TASK TO CARRY OUT: Reproduce the records starting at the line containing "Query: climbing net" and ending at the last line of the records, requests included, shifting every coordinate value in the answers by -135.

++++ RECORD SET

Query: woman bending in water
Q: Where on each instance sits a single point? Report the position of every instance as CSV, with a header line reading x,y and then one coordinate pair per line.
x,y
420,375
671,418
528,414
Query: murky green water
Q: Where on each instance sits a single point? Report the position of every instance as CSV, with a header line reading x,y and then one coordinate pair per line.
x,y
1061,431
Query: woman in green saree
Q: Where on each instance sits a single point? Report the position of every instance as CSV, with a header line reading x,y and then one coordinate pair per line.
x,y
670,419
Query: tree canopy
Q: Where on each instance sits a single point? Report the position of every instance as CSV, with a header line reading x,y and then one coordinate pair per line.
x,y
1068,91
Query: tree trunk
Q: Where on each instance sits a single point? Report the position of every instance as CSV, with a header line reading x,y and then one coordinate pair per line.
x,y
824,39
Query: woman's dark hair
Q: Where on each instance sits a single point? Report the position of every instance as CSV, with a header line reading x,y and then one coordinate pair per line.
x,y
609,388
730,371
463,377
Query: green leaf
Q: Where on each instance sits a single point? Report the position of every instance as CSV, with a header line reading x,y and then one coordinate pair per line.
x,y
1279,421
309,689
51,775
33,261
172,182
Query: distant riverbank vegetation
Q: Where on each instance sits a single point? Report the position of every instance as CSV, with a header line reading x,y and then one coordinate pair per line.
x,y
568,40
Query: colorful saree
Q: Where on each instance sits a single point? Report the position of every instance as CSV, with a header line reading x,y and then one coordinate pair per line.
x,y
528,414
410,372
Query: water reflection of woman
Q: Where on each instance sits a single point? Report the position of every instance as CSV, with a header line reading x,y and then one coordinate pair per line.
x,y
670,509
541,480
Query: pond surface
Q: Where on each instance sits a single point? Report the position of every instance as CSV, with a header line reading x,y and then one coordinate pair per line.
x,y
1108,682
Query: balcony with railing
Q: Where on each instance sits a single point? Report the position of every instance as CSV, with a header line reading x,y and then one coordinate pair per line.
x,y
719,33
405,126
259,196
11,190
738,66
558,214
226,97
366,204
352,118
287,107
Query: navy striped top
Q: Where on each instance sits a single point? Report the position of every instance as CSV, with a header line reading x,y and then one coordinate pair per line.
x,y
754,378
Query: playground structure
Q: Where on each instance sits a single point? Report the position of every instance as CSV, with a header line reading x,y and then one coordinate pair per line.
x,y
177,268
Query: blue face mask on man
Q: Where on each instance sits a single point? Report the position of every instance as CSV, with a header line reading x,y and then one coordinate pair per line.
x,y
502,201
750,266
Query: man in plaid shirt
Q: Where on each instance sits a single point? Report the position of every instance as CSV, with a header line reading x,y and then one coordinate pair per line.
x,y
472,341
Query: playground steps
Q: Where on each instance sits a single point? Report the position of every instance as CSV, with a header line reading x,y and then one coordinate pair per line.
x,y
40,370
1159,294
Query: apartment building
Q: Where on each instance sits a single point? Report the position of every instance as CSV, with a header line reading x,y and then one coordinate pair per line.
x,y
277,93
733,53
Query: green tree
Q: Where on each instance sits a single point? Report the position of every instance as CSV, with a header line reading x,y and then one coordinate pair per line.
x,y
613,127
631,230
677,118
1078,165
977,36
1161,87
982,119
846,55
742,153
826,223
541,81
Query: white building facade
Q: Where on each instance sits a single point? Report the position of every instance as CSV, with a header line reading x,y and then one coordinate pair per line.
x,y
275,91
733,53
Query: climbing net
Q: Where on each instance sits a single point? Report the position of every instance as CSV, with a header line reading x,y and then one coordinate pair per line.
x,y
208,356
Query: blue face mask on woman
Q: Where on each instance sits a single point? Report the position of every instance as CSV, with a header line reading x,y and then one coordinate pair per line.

++++++++

EXERCISE ANSWER:
Query: climbing net
Q: Where on each instance sits a single point? Report the position of every instance as CSV, with a header line reading x,y and then one coordinate pair per line.
x,y
73,221
Query: blue face mask on woman
Q: Where on each instance sits a single point? Report the position of every instance as CSV, with a header line reading x,y and then one coordinate pair per line.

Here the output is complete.